Start Document section

So why are cemeteries such scary places on the last day of October?
 
Historians believe that Halloween is the semi-Christianized version of an ancient Celtic festival that spanned October 31 and November 1 called Samhain (pronounced SAW-win) which marked the beginning of winter.
 
Celtic lore suggested that during Samhain the boundary between the world of the living and the realm of the dead became temporarily permeable.  Cemeteries were good candidates for such supernatural “thin places.”
 
Apparitions from the next world might emerge from graveyards and take nighttime strolls through the villages of Scotland, Ireland, and Wales.  This was assumed to be a direct threat to that village’s hope for surviving the winter, and wasn’t particularly good for tourism, either.
 
What defense could one mount against the walking dead?
 
The Druids, who represented the thoughtful domain of Celtic culture, taught that villagers might give them “treats” of food.  Otherwise the spirits might play “tricks” on the living.
 
Then there was the mask option:  You could make yourself look scary and frighten the dead back to their graves.  Halloween masks were originally donned as a means to scare away whatever demons or ghosts might appear.  In our own time, a mask portraying one of the Kardashians seems to be particularly effective at doing this.
 
Cemeteries thus became regarded as unusually creepy real estate on the last night of October.
 
But there’s another reason cemeteries generate dread.

End Document section

- [Short problem a]:
Please write out the passage about Halloween and cemeteries in full, word for word.
The passage and the records come from unrelated sources.

Start Information given

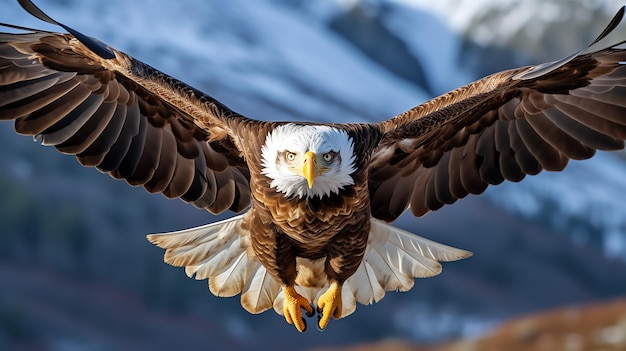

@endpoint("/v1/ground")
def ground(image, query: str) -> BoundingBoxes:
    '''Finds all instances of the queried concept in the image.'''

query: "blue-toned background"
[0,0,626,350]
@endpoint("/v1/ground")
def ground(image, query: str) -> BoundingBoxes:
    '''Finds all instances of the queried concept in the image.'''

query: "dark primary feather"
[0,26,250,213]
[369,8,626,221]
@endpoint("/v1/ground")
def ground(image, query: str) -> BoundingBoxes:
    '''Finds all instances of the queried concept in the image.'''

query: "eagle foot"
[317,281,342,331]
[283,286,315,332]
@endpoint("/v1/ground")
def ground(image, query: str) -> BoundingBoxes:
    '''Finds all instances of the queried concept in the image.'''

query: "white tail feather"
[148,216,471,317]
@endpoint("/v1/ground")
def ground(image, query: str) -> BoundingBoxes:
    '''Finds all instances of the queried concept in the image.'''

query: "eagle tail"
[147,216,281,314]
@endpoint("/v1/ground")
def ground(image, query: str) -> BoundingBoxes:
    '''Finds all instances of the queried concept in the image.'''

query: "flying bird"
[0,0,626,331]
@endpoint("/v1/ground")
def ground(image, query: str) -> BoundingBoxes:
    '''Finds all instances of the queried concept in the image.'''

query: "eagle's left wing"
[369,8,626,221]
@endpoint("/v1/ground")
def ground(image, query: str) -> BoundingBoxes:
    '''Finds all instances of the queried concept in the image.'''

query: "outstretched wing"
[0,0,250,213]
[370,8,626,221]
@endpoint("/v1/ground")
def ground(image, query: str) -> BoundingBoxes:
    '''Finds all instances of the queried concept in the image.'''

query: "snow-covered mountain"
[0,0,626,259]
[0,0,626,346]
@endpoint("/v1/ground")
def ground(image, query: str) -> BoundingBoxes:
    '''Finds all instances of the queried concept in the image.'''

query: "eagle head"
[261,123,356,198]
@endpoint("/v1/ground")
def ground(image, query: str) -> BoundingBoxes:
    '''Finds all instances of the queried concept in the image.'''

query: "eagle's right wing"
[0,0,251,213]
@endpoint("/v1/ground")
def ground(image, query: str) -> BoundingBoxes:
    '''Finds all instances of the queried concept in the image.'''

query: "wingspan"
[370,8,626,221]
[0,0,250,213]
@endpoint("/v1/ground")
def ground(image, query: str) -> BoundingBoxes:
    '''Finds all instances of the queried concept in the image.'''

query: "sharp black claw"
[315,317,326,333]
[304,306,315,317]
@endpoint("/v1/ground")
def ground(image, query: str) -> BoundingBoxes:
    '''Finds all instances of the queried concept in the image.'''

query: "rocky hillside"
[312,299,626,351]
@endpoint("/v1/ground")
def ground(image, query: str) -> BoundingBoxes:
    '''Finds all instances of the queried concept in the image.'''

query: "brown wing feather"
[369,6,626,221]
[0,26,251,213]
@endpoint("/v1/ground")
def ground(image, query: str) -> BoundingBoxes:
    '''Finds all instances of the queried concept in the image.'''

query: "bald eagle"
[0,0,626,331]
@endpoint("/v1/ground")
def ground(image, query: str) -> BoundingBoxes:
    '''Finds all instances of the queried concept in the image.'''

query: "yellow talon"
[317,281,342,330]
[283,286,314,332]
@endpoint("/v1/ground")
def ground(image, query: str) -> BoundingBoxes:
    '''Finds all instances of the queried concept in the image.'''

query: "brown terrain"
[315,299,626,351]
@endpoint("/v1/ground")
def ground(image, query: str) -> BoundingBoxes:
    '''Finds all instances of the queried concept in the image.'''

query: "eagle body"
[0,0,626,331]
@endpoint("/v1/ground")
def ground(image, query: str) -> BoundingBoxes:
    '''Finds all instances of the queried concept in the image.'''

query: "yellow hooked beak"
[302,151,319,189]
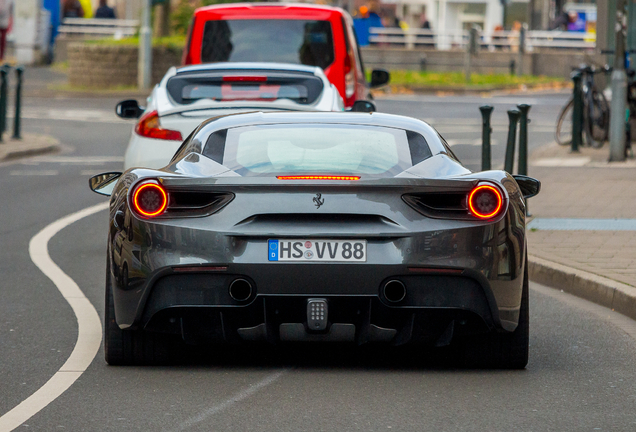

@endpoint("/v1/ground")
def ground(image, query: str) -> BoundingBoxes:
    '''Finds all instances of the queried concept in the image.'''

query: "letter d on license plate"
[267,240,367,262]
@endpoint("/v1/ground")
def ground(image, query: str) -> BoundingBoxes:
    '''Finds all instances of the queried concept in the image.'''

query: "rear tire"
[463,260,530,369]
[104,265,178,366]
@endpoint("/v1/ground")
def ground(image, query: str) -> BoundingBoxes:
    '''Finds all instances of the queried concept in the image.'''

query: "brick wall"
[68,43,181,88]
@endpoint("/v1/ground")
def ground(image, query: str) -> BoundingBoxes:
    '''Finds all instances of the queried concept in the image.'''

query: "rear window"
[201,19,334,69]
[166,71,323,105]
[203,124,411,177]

End Information given

- [Short problem b]:
State how many lines of the records contain the string "yellow". Give only the number.

- [Expected answer a]:
So why are cemeteries such scary places on the last day of October?
 
Historians believe that Halloween is the semi-Christianized version of an ancient Celtic festival that spanned October 31 and November 1 called Samhain (pronounced SAW-win) which marked the beginning of winter.
 
Celtic lore suggested that during Samhain the boundary between the world of the living and the realm of the dead became temporarily permeable.  Cemeteries were good candidates for such supernatural “thin places.”
 
Apparitions from the next world might emerge from graveyards and take nighttime strolls through the villages of Scotland, Ireland, and Wales.  This was assumed to be a direct threat to that village’s hope for surviving the winter, and wasn’t particularly good for tourism, either.
 
What defense could one mount against the walking dead?
 
The Druids, who represented the thoughtful domain of Celtic culture, taught that villagers might give them “treats” of food.  Otherwise the spirits might play “tricks” on the living.
 
Then there was the mask option:  You could make yourself look scary and frighten the dead back to their graves.  Halloween masks were originally donned as a means to scare away whatever demons or ghosts might appear.  In our own time, a mask portraying one of the Kardashians seems to be particularly effective at doing this.
 
Cemeteries thus became regarded as unusually creepy real estate on the last night of October.
 
But there’s another reason cemeteries generate dread.

- [Expected answer b]:
2